■ Extracted records ■

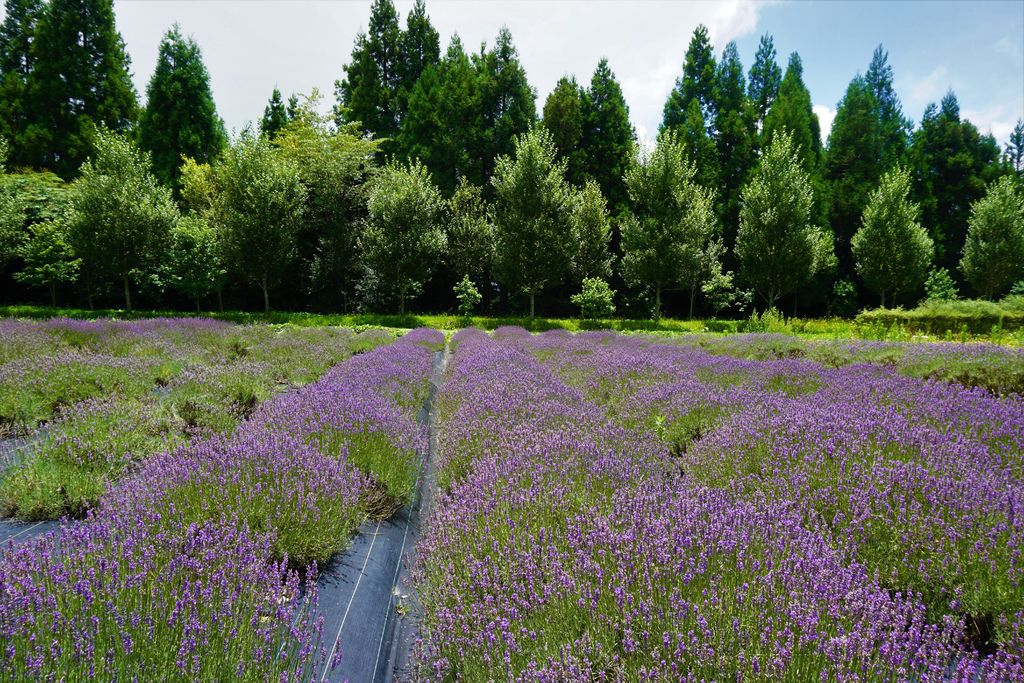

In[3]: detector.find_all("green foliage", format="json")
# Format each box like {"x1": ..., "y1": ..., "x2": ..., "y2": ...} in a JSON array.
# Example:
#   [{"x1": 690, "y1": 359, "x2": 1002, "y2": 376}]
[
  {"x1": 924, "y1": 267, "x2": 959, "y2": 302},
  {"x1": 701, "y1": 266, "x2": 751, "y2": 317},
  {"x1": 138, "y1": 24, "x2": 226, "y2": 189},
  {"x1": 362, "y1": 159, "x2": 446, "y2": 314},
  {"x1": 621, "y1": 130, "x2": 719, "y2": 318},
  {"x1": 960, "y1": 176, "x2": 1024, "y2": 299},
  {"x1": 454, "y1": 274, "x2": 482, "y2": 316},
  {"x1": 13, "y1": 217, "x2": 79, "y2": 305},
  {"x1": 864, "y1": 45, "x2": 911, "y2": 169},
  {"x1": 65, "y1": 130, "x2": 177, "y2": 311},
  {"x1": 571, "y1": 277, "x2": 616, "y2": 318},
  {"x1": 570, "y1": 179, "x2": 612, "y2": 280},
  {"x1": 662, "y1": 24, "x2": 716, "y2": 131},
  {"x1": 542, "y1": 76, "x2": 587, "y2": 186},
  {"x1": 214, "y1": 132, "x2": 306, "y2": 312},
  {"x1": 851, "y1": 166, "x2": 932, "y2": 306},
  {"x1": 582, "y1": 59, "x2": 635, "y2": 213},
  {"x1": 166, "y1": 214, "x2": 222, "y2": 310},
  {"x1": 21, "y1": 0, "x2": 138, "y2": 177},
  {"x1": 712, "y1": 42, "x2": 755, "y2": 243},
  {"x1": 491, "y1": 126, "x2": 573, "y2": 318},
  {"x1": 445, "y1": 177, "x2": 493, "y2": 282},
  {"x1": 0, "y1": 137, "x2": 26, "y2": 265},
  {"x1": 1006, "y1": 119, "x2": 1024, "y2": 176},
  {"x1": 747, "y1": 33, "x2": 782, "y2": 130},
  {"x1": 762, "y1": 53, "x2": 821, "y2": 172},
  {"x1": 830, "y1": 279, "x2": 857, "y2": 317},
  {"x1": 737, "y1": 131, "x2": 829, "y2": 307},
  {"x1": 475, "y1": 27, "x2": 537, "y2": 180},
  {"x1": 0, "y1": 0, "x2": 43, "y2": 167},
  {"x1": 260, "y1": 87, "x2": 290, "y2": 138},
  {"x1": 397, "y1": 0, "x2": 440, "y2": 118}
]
---
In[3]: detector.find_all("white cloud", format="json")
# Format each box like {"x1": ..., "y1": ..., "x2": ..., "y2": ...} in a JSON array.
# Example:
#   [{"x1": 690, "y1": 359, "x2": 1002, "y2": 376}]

■ Problem to work on ■
Lines in the entries above that hold "detector" should be counted; give only that count.

■ Task answer ■
2